* Stated exercise A *
Name every writer mentioned in the passage on readers and authorial voice.

* Text provided *
Readers like tropes and formulas. They like familiar stories well told. They also like familiar stories with twists that take the familiar and make it something new.

Readers follow writers, as a brand, and readers are very smart. Readers know that a book by James Patterson will have one voice, but a book by James Patterson and Maxine Paetro will have a completely different voice. Readers will often say (even in the reviews) that they might like Patterson by himself, but refuse to read the books he’s written in collaboration with someone else.

The voice changes when someone else writes a book in the same series. Ian Fleming’s James Bond is not the same as Jeffrey Deaver’s, no matter how hard Deaver (whose work I love) tried to catch Fleming’s Bond.

If I want to remain true to my characters and my readers, I will never bring in a ghostwriter. Never.

If I worked with another writer, that writer would get credit in a shared byline. That’s what Patterson does. As outlined clearly in a ThoughtCo article, here’s how the collaboration works. Patterson hires an established writer with publishing credits, and gives them a 60-80 page treatment of the story.

* Stated exercise B *
Rewrite the listing from the line that has "Query: blurred background vegetation" through the end of the listing, changing "Query" to "Target" and leaving everything else as it is. Leave the picture out.

Coordinate annotation records
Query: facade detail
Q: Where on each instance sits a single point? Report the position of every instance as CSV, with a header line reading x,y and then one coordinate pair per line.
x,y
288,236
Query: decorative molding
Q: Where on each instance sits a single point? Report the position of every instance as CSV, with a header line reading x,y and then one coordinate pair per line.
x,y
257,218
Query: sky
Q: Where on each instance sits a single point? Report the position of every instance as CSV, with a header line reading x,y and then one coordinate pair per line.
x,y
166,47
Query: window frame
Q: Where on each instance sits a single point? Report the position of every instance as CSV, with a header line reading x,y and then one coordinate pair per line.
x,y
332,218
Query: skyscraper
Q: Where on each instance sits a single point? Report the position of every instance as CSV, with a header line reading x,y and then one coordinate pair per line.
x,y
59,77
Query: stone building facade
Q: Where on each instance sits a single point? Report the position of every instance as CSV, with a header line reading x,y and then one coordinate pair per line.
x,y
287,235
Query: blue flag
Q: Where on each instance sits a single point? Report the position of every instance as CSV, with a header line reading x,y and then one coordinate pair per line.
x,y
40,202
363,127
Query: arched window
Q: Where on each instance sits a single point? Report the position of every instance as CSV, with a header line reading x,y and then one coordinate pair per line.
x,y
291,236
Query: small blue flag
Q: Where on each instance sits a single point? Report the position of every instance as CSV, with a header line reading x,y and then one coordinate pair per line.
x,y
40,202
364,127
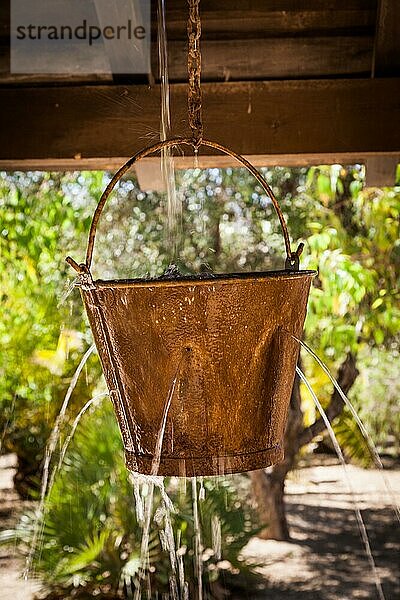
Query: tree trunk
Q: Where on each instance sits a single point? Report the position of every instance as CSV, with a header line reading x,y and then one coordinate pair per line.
x,y
269,484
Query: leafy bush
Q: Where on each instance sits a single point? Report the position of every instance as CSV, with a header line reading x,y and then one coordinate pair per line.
x,y
92,536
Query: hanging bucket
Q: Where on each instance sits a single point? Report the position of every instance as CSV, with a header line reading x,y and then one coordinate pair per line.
x,y
200,370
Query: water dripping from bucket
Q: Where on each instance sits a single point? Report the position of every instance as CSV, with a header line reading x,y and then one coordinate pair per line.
x,y
370,444
357,511
145,509
50,448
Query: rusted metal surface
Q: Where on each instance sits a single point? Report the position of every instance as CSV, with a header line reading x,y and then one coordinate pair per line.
x,y
219,349
226,340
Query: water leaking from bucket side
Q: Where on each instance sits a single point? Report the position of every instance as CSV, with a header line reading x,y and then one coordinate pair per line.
x,y
357,511
174,205
146,507
198,561
50,448
368,439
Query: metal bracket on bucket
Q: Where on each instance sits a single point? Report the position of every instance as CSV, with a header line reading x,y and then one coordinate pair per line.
x,y
292,258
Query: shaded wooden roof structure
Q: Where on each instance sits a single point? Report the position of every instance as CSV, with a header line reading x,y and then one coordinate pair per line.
x,y
286,82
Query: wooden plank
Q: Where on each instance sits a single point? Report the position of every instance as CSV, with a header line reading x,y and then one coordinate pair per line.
x,y
204,162
270,58
386,59
265,118
252,39
380,171
273,58
228,19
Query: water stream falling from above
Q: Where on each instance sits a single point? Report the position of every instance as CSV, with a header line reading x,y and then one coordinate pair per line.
x,y
50,448
364,432
174,205
360,521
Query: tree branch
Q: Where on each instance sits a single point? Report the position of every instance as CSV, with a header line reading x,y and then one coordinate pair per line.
x,y
346,377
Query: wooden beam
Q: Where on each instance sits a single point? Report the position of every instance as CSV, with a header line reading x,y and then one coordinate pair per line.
x,y
386,59
292,118
380,171
273,58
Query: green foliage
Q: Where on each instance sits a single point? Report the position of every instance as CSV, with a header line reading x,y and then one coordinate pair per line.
x,y
40,219
91,536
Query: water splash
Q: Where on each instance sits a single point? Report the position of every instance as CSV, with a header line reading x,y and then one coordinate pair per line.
x,y
198,560
147,509
368,439
216,536
50,448
360,521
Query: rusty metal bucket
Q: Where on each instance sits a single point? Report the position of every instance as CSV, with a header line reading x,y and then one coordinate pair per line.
x,y
209,361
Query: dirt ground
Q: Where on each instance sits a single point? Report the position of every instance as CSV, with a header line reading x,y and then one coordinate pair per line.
x,y
326,559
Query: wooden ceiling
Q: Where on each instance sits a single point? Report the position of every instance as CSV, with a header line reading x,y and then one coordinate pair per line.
x,y
285,81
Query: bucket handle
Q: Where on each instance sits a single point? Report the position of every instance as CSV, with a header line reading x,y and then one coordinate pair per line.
x,y
292,258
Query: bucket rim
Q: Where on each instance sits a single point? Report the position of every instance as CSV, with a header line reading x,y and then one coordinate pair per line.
x,y
204,279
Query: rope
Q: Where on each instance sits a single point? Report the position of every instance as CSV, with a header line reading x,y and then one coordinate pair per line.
x,y
194,71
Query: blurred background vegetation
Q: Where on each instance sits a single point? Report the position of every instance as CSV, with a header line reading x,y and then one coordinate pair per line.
x,y
351,235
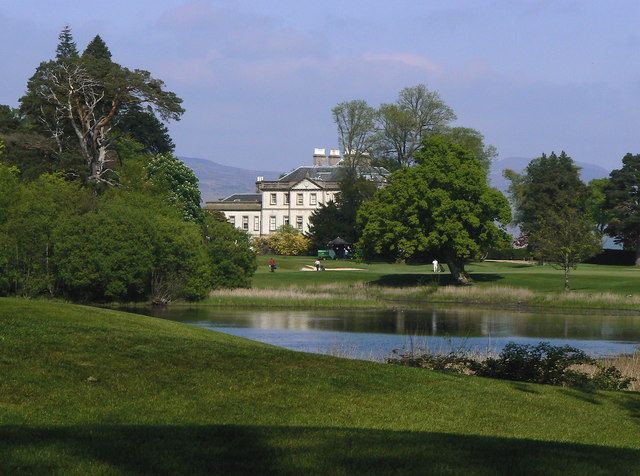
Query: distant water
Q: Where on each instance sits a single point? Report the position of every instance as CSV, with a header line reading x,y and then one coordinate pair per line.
x,y
375,334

* Written reply A *
James Patterson, Maxine Paetro, Ian Fleming, Jeffrey Deaver

* Written reply B *
Target: blurred background vegetation
Q: Where on each instance sits a single point? Report the position of every instance as CSV, with a header line reading x,y and then one coordinate pair per line.
x,y
351,235
Target: distant water
Q: Where on each instance sits a single point? Report the position of every instance as CSV, with a header line reading x,y and then one coordinate pair per line.
x,y
375,334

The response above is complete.